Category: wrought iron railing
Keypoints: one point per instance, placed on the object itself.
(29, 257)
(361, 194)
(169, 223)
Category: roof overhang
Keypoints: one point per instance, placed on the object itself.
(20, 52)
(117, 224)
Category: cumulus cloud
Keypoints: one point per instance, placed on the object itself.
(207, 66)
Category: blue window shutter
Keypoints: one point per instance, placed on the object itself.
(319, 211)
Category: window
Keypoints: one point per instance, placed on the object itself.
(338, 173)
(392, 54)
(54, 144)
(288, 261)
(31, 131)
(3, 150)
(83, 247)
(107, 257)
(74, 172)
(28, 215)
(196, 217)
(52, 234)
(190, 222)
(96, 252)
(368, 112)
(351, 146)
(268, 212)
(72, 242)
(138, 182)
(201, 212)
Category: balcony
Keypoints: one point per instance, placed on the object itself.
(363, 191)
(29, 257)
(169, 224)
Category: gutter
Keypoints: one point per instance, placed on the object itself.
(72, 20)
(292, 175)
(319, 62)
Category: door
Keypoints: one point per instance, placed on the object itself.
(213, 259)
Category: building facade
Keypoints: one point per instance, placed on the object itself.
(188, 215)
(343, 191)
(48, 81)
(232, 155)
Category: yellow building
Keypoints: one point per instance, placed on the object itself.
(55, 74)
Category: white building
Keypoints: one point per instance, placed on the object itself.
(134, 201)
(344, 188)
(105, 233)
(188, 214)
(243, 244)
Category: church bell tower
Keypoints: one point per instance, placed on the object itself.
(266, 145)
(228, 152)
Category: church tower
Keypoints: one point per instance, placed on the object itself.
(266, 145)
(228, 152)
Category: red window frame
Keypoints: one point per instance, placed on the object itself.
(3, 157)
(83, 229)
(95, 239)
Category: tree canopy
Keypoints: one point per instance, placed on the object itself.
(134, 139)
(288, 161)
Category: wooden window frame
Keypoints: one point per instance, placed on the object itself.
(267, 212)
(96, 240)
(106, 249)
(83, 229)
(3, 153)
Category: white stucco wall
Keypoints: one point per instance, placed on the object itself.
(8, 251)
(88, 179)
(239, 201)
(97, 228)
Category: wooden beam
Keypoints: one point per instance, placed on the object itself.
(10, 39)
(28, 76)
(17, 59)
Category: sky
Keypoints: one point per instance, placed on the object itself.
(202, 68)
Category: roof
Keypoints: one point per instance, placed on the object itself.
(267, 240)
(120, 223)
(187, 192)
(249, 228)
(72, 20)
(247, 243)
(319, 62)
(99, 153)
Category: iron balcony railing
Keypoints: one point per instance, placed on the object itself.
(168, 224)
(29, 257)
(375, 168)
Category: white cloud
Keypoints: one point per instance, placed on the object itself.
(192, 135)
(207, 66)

====================

_TASK STATEMENT:_ Please print all of the records above again, line for line, without changing anything.

_FINISHED TASK:_
Category: wrought iron railing
Keypoints: one point per instance, placed on the object itself.
(29, 257)
(361, 194)
(169, 223)
Category: roof overhang
Keypoints: one point per instance, placed on the object itself.
(20, 52)
(117, 224)
Category: cumulus cloud
Keypoints: one point per instance, placed on the object itself.
(207, 66)
Category: blue window shutter
Keypoints: one point per instance, placed on the object itself.
(319, 211)
Category: window
Keypoints: one point per instance, placed on the object itself.
(338, 173)
(392, 54)
(54, 144)
(288, 261)
(31, 131)
(3, 150)
(83, 247)
(107, 257)
(74, 172)
(28, 215)
(196, 217)
(52, 234)
(190, 222)
(96, 252)
(368, 112)
(351, 146)
(268, 212)
(72, 242)
(138, 182)
(201, 212)
Category: balcony
Keypoints: one point per instance, placed on the object itself.
(363, 191)
(29, 257)
(169, 224)
Category: gutter
Keypoints: one point per instance, placed on the object itself.
(72, 20)
(292, 175)
(319, 62)
Category: door
Keypoints: one point per instance, placed on the object itself.
(213, 259)
Category: building facade
Keypoints: one point per instance, placed on the object itself.
(188, 215)
(343, 191)
(48, 81)
(232, 155)
Category: yellow building
Keypoints: one point per instance, placed on the object itself.
(55, 74)
Category: white building
Keypoints: one point per instance, placed on the object itself.
(134, 201)
(344, 188)
(105, 233)
(188, 214)
(243, 244)
Category: church bell tower
Keypoints: one point per instance, placed on the object itself.
(266, 145)
(228, 152)
Category: church tower
Keypoints: one point per instance, placed on the object itself.
(266, 145)
(228, 152)
Category: red window frame
Keypoints: one point per instance, placed on the object itself.
(3, 157)
(83, 229)
(95, 239)
Category: tree canopy
Keypoints: one point per instance, placed on the object itself.
(134, 139)
(288, 161)
Category: wooden window frame
Keypoints: one point per instance, placed on the object itself.
(267, 212)
(96, 240)
(106, 249)
(83, 229)
(3, 153)
Category: white stucco wall
Keypoints: one point per instance, placed on the object itself.
(8, 251)
(88, 179)
(239, 201)
(97, 228)
Category: wooden beam
Keypoints: one point per instance, placed on the object itself.
(10, 39)
(28, 76)
(17, 59)
Category: sky
Keypoints: one point per instance, placed on the object itself.
(202, 68)
Category: roof
Keypoints: one point per instance, placed on the object itself.
(267, 240)
(120, 223)
(187, 192)
(249, 228)
(72, 20)
(247, 243)
(319, 62)
(99, 153)
Category: iron balcony railing
Keypoints: one point per instance, placed on the object itself.
(168, 224)
(29, 257)
(375, 168)
Category: white cloud
Keypoints: one point per instance, placed on the object itself.
(192, 135)
(207, 66)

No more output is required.